§ EXERCISE PASSAGE
------------------------
Scalable Tensor Factorizations for Incomplete Data

TL;DR

This paper introduces CP-WOPT, an efficient algorithm for tensor factorization with missing data, capable of handling large-scale, sparse tensors and reconstructing missing entries in various real-world applications.

Contribution

The paper presents CP-WOPT, a scalable first-order optimization method for tensor factorization with missing data, outperforming existing methods in handling high missingness and large-scale tensors.

Findings

Successfully factorizes tensors with up to 99% missing data.

Scales to large sparse tensors with millions of known entries.

Demonstrates effectiveness on EEG and network traffic data.
------------------------
§ DATA UNDER STUDY
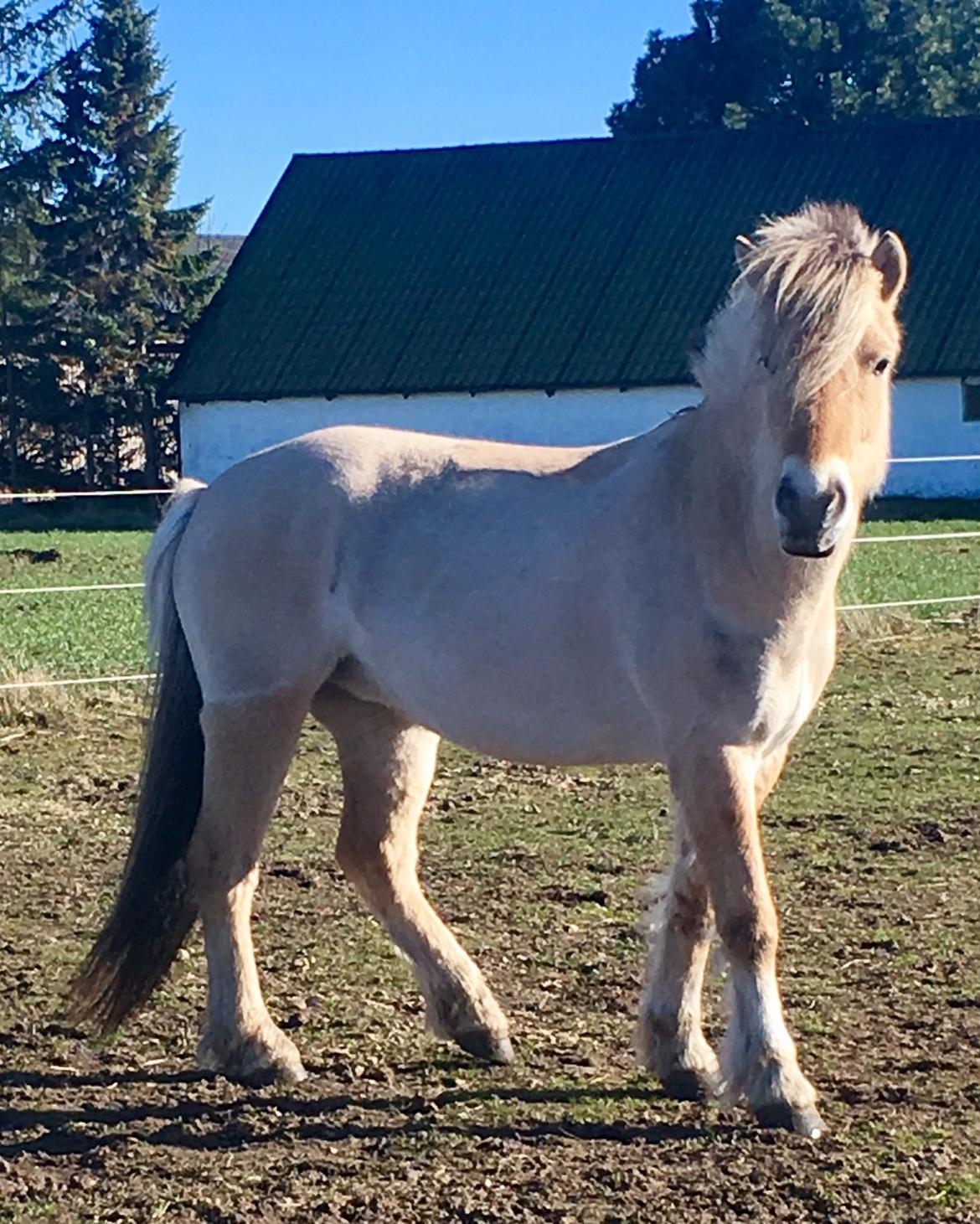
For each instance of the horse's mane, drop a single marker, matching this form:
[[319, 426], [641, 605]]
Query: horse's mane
[[805, 294]]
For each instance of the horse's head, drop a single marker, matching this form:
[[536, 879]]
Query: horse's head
[[818, 295]]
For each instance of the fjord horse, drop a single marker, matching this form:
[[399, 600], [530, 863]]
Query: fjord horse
[[668, 597]]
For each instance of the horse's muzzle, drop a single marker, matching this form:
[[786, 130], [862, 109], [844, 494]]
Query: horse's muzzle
------------------------
§ WORK REQUEST 1
In the paper summary, what is the highest share of missing data that CP-WOPT is said to handle when factorizing tensors?
§ WORK REQUEST 2
Reproduce the paper summary between "Contribution" and "of known entries.", inclusive, substituting "gradient-based" for "first-order".
§ WORK REQUEST 3
Please extend the paper summary past its final sentence.

§ FINAL ANSWER 1
Up to 99% missing data.

§ FINAL ANSWER 2
Contribution

The paper presents CP-WOPT, a scalable gradient-based optimization method for tensor factorization with missing data, outperforming existing methods in handling high missingness and large-scale tensors.

Findings

Successfully factorizes tensors with up to 99% missing data.

Scales to large sparse tensors with millions of known entries.

§ FINAL ANSWER 3
Abstract

The problem of incomplete data - i.e., data with missing or unknown values - in multi-way arrays is ubiquitous in biomedical signal processing, network traffic analysis, bibliometrics, social network analysis, chemometrics, computer vision, communication networks, etc. We consider the problem of how to factorize data sets with missing values with the goal of capturing the underlying latent structure of the data and possibly reconstructing missing values (i.e., tensor completion). We focus on one of the most well-known tensor factorizations that captures multi-linear structure, CANDECOMP/PARAFAC (CP). In the presence of missing data, CP can be formulated as a weighted least squares problem that models only the known entries. We develop an algorithm called CP-WOPT (CP Weighted OPTimization) that uses a first-order optimization approach to solve the weighted least squares problem. Based on extensive numerical experiments, our algorithm is shown to successfully factorize tensors with noise and up to 99% missing data. A unique aspect of our approach is that it scales to sparse large-scale data, e.g., 1000 x 1000 x 1000 with five million known entries (0.5% dense). We further demonstrate the usefulness of CP-WOPT on two real-world applications: a novel EEG (electroencephalogram) application where missing data is frequently encountered due to disconnections of electrodes and the problem of modeling computer network traffic where data may be absent due to the expense of the data collection process.